■ **Set task 1**
In the forum post about Corporal Wooldridge, copy the passage starting with "When their mounted" and going on through "machine gun barrel.", changing "Corporal Wooldridge" to "Cpl. Wooldridge" wherever it occurs.
■ **Set task 2**
For each statement, answer yes or no on whether the forum post about Corporal Wooldridge supports it, and quote the words that decide it: (a) the group he spotted preparing an ambush numbered fifteen fighters; (b) he killed the two fighters at close range with a rifle; (c) he held security together with his fire team.

■ **Excerpt provided**
>> BEGIN

# Kudos Marine, Kudos



## CQB (Dec 18, 2013)

I haven't seen this posted, if so...
http://www.businessinsider.com.au/the-crazy-story-of-cpl-wooldridge-2013-12

When their mounted patrol came under intense enemy fire, Corporal Wooldridge and his squad dismounted and maneuvered on the suspected enemy location. Spotting a group of fifteen enemy fighters preparing an ambush, Corporal Wooldridge led one of his fire teams across open ground to flank the enemy, killing or wounding at least eight and forcing the rest to scatter. As he held security alone to cover his fire team’s withdrawal, he heard voices from behind an adjacent wall. Boldly rushing around the corner, he came face-to-face with two enemy fighters at close range, killing both of them with his M-249 Squad Automatic Weapon. As he crouched back behind the wall to reload, he saw the barrel of an enemy machine gun appear from around the wall. Without hesitation, he dropped his empty weapon and seized the machine gun barrel.

>> END

■ **Data rows**
>> BEGIN

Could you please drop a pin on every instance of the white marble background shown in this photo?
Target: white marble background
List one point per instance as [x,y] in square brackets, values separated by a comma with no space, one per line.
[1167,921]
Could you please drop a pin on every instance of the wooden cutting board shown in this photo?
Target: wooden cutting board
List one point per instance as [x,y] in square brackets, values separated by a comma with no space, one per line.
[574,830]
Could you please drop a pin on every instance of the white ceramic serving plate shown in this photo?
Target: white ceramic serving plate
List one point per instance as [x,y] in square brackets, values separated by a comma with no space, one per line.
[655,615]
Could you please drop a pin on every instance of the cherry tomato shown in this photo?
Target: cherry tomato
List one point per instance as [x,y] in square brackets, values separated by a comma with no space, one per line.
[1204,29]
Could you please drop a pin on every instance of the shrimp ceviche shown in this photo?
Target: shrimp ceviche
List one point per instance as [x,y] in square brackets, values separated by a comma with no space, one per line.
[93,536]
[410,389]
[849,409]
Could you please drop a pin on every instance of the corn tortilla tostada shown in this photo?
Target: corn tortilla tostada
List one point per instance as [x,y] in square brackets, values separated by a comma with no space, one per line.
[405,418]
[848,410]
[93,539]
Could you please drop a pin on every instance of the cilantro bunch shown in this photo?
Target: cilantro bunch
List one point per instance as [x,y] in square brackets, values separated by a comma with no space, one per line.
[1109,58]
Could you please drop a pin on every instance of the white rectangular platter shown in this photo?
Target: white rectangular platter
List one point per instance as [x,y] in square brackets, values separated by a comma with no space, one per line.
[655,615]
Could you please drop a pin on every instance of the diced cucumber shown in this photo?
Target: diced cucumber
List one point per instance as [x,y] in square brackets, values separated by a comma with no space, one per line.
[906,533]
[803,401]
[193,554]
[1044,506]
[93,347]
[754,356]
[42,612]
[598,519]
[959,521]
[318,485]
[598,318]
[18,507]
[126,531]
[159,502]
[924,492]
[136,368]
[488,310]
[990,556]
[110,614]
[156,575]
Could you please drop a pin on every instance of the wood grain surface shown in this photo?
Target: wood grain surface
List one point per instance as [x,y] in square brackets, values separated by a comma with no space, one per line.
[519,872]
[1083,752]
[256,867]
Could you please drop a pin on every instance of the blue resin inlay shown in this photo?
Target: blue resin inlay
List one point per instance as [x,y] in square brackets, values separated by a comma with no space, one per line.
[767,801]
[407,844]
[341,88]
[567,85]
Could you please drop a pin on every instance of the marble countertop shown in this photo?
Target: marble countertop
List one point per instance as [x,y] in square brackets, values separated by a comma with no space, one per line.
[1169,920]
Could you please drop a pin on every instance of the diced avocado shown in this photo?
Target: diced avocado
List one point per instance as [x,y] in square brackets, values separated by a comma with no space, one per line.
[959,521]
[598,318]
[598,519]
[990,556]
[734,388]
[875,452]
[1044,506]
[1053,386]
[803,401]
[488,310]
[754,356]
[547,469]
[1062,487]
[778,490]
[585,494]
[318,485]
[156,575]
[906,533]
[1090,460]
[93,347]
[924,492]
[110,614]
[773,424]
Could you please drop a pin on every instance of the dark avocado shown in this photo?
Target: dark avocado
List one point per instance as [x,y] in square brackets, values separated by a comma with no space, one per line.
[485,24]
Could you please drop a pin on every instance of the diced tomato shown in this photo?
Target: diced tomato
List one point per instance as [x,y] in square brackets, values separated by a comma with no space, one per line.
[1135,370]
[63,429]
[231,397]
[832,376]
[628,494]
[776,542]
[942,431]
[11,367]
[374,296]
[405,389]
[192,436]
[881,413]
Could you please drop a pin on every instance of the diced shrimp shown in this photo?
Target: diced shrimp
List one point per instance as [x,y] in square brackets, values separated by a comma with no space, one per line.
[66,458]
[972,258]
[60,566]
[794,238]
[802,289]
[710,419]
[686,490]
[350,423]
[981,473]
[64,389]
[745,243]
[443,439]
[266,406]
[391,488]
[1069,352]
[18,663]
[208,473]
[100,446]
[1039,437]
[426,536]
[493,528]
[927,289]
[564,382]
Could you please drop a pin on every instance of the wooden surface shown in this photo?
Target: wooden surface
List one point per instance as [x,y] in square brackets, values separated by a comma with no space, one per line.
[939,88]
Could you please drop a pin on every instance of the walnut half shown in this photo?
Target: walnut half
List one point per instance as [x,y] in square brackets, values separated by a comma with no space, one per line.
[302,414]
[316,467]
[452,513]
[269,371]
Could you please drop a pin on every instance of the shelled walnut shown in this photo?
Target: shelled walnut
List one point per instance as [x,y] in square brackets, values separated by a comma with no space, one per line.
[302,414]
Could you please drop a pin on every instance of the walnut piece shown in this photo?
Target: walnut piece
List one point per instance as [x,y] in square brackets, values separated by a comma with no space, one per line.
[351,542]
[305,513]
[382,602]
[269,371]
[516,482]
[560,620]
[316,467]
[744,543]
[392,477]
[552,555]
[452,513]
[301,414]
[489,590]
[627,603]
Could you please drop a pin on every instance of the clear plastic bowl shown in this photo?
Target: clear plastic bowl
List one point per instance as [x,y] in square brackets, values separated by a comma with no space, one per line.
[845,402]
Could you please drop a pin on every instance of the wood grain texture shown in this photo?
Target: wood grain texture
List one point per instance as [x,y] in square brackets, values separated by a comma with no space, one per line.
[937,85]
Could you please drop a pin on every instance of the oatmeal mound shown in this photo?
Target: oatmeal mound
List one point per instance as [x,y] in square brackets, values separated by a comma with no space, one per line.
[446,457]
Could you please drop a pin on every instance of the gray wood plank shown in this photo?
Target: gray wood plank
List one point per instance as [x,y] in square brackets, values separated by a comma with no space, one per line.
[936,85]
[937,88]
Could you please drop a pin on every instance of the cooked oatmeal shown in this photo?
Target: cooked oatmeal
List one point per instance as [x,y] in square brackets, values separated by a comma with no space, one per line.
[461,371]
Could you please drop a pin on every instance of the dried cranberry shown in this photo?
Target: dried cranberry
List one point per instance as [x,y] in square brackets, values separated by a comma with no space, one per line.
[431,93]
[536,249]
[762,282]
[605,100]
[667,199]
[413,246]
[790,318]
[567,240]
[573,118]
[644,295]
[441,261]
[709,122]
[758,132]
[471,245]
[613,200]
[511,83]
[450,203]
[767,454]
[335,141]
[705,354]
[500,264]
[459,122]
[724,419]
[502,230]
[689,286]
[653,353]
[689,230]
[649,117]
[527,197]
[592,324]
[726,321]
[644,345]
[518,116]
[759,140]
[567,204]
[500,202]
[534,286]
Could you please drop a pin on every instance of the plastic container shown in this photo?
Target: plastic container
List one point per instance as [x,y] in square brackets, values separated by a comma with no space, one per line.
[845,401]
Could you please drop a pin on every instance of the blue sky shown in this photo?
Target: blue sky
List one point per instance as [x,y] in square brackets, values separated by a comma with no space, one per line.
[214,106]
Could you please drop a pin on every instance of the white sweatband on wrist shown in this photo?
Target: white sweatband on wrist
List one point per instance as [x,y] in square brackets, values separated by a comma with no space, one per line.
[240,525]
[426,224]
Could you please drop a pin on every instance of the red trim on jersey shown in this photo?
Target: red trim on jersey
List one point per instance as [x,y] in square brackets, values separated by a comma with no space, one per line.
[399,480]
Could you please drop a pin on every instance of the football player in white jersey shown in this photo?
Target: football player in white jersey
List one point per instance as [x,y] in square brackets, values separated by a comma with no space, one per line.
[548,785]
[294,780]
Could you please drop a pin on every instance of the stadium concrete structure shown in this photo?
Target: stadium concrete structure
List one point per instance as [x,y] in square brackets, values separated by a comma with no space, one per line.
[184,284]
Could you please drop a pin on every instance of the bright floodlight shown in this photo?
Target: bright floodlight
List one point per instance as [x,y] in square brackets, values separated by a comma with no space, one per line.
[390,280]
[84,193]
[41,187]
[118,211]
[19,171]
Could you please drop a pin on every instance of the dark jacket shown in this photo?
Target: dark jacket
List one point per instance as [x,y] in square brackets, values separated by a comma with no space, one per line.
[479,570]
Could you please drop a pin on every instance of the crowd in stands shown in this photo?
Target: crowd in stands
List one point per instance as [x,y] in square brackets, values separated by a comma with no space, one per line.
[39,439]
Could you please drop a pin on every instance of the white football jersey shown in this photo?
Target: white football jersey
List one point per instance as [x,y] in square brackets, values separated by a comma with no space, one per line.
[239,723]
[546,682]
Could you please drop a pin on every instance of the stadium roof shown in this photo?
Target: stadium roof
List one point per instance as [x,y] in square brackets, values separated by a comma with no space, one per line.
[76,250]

>> END

■ **Finished answer 1**
When their mounted patrol came under intense enemy fire, Cpl. Wooldridge and his squad dismounted and maneuvered on the suspected enemy location. Spotting a group of fifteen enemy fighters preparing an ambush, Cpl. Wooldridge led one of his fire teams across open ground to flank the enemy, killing or wounding at least eight and forcing the rest to scatter. As he held security alone to cover his fire team’s withdrawal, he heard voices from behind an adjacent wall. Boldly rushing around the corner, he came face-to-face with two enemy fighters at close range, killing both of them with his M-249 Squad Automatic Weapon. As he crouched back behind the wall to reload, he saw the barrel of an enemy machine gun appear from around the wall. Without hesitation, he dropped his empty weapon and seized the machine gun barrel.

■ **Finished answer 2**
(a) Yes: "Spotting a group of fifteen enemy fighters preparing an ambush"
(b) No: "killing both of them with his M-249 Squad Automatic Weapon"
(c) No: "As he held security alone to cover his fire team’s withdrawal"